Provided data –

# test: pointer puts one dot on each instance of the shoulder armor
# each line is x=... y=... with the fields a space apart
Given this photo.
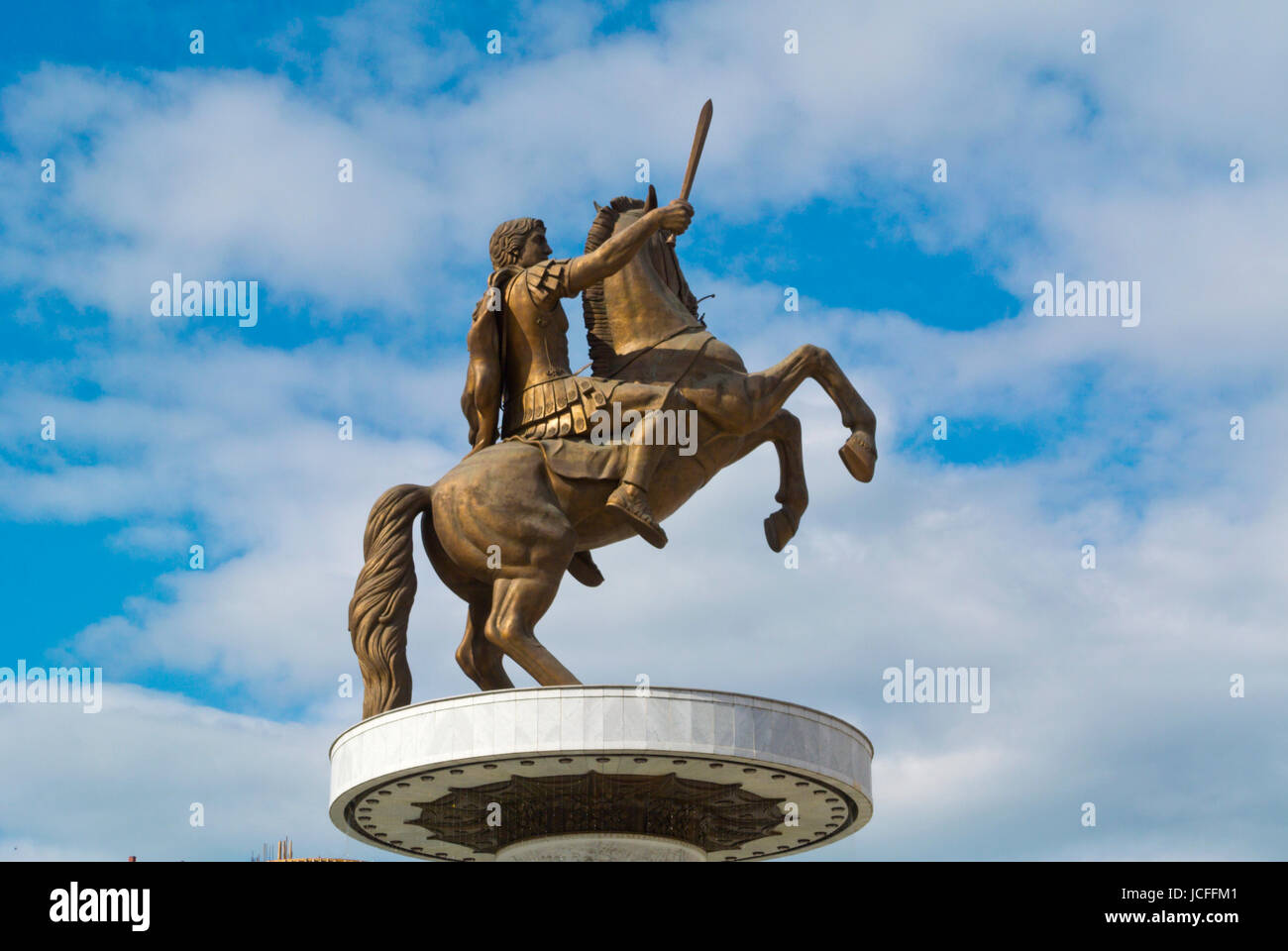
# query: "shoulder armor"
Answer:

Requirements – Rewrite the data above with "shoulder armor" renamed to "shoulder guard" everywhere and nothing else changed. Omit the pictures.

Solution to this problem –
# test: pointer puts one dot on each instance of the shoulder guard
# each line is x=... y=... with the fields a space apart
Given this photo.
# query: "shoulder guard"
Answer:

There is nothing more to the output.